[GOAL] Convert every line of the records below into a Markdown table with two columns, Row and Text, numbering the rows in order and leaving out blank lines.

[DATA]
--- begin ---

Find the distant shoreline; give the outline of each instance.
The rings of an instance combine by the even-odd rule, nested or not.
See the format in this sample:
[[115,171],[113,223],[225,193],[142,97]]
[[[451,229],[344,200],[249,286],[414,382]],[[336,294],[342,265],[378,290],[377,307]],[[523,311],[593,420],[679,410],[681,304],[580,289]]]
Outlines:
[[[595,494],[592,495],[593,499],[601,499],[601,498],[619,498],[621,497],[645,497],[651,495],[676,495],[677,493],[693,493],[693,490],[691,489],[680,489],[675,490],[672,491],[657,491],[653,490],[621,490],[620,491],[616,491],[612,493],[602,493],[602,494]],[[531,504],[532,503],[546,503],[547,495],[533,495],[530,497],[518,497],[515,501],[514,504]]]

--- end ---

[TASK OUTPUT]
| Row | Text |
|---|---|
| 1 | Find the distant shoreline; give the outline of each instance. |
| 2 | The rings of an instance combine by the even-odd rule, nested or not. |
| 3 | See the format in this sample: |
| 4 | [[115,171],[113,223],[225,193],[142,97]] |
| 5 | [[[451,229],[344,200],[249,286],[414,382]],[[336,294],[342,265],[378,290],[377,307]],[[523,311],[593,420],[679,410],[681,304],[580,289]]] |
| 6 | Outlines: |
| 7 | [[[595,494],[592,495],[593,499],[601,499],[601,498],[619,498],[621,497],[645,497],[651,495],[676,495],[677,493],[693,493],[693,490],[691,489],[680,489],[675,490],[672,491],[657,491],[653,490],[621,490],[620,491],[616,491],[612,493],[602,493],[602,494]],[[531,504],[532,503],[546,503],[547,495],[533,495],[530,497],[518,497],[515,501],[514,504]]] |